##### Tekstfragment #####

Voetbalgekte losgebarsten
dr. G. W. Marchal | 1 reactie | 23-06-2010| 11:34
Vraag
De voetbalgekte is inmiddels weer losgebarsten. Of je nu wilt of niet, automatisch kom je daar als christen toch mee in aanraking. Hoe moeten we daar mee omgaan? Mijden, of schuilt er geen kwaad in als we ‘genieten’ van de voetbalwedstrijden op tv?
Antwoord
Bal en Baäl. De vraag is de moeite van het overwegen meer dan waard. In het opschrift heb ik al een richting aangegeven. Er is meer aan de hand dan een spel met een bal. Dat spel wordt zo doodernstig dat het godsdienstige trekken krijgt. Het wordt een macht die mensen in haar greep heeft, met allerlei gevolgen van dien.
Om de weg te vinden in de wirwar van vragen en de heksenketel van geluiden noem ik een tv-serie van de EO. Op zondagavond 13 juni jl. was de eerste uitzending. Ernst Daniël Smid zoekt allerlei plaatsen op waar het christelijke geloof ooit een landingsplaats had en een uitstralende werking had. Het noorden van ons land kwam in beeld. Zendelingen als Willibrord, Bonifatius en Liudger hebben er diepe sporen getrokken. In de loop van de eeuwen is er verrassend en verbijsterend veel gebeurd. Wat die verbijstering betreft: ik maak een grote sprong naar de situatie anno Domini 2010. In het dagblad Trouw van maandag 14 juni lees ik als kop boven een artikel: “Friesland staat voor de grootste kerksluiting ooit: vier van de zeven kerken van de protestantse gemeente in Leeuwarden gaan dicht. Op het platteland zullen tientallen van de 770 kerkgebouwen hun functie verliezen. In Leeuwarden hebben kerkgangers een jaar om eraan te wennen.”
Is het alleen maar kommer en kwel in kerkelijk opzicht? Ernst Smid bezocht ook de gemeente van de Vrije Baptisten in Drachten, waar ds. Orlando Bottenbleij voorganger is. Daar moet op zondagmorgen het verkeer geregeld worden vanwege de grote toestroom van mensen: dubbele diensten met ongeveer 1500 mensen. Hoe is het mogelijk? Ik heb geen sluitend antwoord, maar mensen zijn, hoe dan ook, met de moed van de hoop, eventueel van de wanhoop, op zoek naar een dragende grond, een lichtend perspectief voor hun krakkemikkige bestaan. Voor velen is de sport, met name het voetbal, een ‘pseudo-religie’ geworden. Leven alleen in ‘Platland’ is niet genoeg. Voor allen die de gangbare kerken een goed hart toedragen, ligt hier heel veel huiswerk. Ook redenen om te bidden om wijsheid en kracht.

##### Ingevoerde rijen #####

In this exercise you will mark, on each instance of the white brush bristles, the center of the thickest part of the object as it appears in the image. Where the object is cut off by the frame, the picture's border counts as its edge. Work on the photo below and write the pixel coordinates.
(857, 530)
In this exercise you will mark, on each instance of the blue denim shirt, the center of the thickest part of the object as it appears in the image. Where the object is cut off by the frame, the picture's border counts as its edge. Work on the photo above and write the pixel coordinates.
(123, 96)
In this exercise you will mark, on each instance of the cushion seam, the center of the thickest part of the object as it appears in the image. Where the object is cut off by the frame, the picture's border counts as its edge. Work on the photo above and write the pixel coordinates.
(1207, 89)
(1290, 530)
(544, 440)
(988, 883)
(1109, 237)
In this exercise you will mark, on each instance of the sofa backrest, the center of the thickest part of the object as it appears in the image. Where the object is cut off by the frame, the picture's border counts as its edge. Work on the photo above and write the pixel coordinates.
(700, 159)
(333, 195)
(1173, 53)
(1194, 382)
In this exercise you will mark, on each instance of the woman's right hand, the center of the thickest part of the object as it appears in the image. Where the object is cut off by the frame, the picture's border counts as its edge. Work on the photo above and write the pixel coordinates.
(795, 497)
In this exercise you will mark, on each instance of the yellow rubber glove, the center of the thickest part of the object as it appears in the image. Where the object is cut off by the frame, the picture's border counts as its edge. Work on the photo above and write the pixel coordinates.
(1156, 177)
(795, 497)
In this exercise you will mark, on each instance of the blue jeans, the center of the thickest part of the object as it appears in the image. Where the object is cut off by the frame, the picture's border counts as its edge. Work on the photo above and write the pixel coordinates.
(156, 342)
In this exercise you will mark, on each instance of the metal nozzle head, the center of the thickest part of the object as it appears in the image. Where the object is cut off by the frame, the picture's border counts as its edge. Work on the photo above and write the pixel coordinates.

#####

## Opdracht 1
Noem alle zendelingen die in de tekst over de voetbalgekte bij naam worden genoemd.
## Opdracht 2
Citeer uit de tekst over de voetbalgekte woordelijk het gedeelte dat opent met de woorden "Is het alleen" en sluit met "wijsheid en kracht.".
## Opdracht 3
Hoeveel mensen bezoeken volgens de tekst over de voetbalgekte op zondagmorgen de dubbele diensten in Drachten?
De rijen zijn afkomstig uit een andere bron.

## Uitwerking 1
Willibrord, Bonifatius en Liudger.

## Uitwerking 2
Is het alleen maar kommer en kwel in kerkelijk opzicht? Ernst Smid bezocht ook de gemeente van de Vrije Baptisten in Drachten, waar ds. Orlando Bottenbleij voorganger is. Daar moet op zondagmorgen het verkeer geregeld worden vanwege de grote toestroom van mensen: dubbele diensten met ongeveer 1500 mensen. Hoe is het mogelijk? Ik heb geen sluitend antwoord, maar mensen zijn, hoe dan ook, met de moed van de hoop, eventueel van de wanhoop, op zoek naar een dragende grond, een lichtend perspectief voor hun krakkemikkige bestaan. Voor velen is de sport, met name het voetbal, een ‘pseudo-religie’ geworden. Leven alleen in ‘Platland’ is niet genoeg. Voor allen die de gangbare kerken een goed hart toedragen, ligt hier heel veel huiswerk. Ook redenen om te bidden om wijsheid en kracht.

## Uitwerking 3
Ongeveer 1500 mensen.